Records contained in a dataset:
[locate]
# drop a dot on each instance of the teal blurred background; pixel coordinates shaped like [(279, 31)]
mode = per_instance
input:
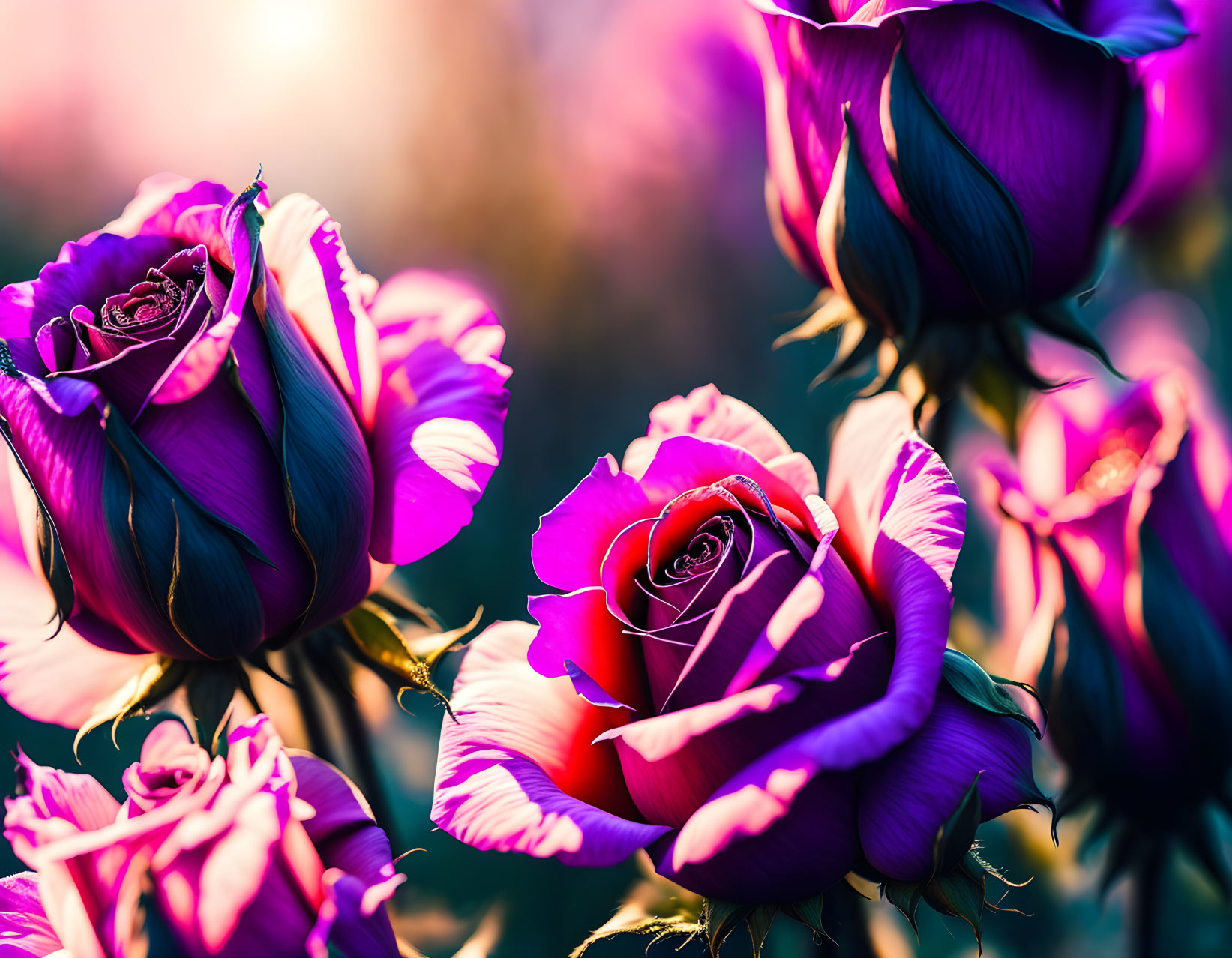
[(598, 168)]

* * *

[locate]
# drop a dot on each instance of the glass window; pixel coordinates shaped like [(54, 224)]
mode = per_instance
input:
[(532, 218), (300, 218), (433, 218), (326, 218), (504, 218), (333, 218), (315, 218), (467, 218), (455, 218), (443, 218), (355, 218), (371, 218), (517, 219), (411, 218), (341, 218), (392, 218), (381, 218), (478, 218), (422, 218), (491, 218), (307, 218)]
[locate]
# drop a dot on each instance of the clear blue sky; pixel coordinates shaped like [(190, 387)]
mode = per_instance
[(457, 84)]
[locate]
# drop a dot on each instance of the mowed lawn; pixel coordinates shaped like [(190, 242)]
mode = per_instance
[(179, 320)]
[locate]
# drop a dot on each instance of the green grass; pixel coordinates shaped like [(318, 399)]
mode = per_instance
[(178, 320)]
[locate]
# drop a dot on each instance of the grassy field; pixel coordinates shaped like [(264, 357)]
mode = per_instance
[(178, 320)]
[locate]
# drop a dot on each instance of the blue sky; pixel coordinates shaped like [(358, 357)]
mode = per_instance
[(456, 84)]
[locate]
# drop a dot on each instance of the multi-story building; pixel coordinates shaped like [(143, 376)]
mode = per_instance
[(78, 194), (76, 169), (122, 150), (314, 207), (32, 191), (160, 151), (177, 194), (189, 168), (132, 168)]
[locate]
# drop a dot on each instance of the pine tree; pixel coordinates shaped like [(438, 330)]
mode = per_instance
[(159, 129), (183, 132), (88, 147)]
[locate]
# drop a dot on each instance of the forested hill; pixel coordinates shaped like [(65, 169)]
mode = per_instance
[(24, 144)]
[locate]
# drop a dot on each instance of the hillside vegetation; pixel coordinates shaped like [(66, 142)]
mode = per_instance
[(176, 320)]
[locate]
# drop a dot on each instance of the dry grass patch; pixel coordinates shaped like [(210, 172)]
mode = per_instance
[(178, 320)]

---

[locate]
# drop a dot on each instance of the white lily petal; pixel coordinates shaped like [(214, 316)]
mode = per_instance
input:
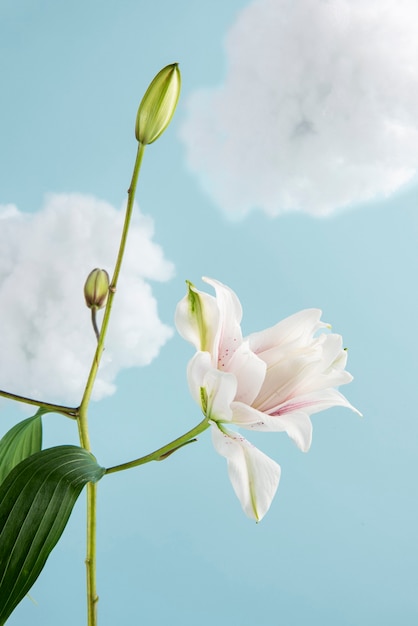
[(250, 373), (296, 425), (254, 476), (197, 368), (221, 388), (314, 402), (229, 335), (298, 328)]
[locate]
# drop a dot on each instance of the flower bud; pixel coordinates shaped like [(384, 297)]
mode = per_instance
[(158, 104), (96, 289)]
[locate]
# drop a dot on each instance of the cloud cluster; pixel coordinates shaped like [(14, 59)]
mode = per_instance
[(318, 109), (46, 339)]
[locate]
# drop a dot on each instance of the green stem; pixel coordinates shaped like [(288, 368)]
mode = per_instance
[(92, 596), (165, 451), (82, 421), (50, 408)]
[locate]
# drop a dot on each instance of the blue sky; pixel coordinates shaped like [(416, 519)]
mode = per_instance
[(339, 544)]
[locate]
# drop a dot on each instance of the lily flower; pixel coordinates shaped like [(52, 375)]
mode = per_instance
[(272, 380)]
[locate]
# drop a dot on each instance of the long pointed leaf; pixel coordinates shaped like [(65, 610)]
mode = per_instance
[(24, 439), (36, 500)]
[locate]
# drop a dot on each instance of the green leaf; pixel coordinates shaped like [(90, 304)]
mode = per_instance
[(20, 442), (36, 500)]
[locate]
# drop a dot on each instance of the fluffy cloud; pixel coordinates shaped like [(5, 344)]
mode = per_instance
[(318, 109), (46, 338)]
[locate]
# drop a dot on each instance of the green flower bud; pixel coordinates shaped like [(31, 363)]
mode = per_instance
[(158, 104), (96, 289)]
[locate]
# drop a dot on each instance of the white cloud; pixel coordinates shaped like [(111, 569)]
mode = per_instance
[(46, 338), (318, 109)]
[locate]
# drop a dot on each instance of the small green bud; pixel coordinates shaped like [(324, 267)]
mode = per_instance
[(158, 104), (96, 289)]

> [YOUR OBJECTIVE]
Search the records above for "flower" and copy every line that has it.

> [RESPONSE AREA]
# drop a dot on each instance of the flower bud; pixel coordinates shaped like [(384, 297)]
# drop a dot on each instance of the lily flower; pixel coordinates shaped like [(52, 375)]
# drop a dot on each instance of the green flower bud; pixel coordinates shaped like [(31, 363)]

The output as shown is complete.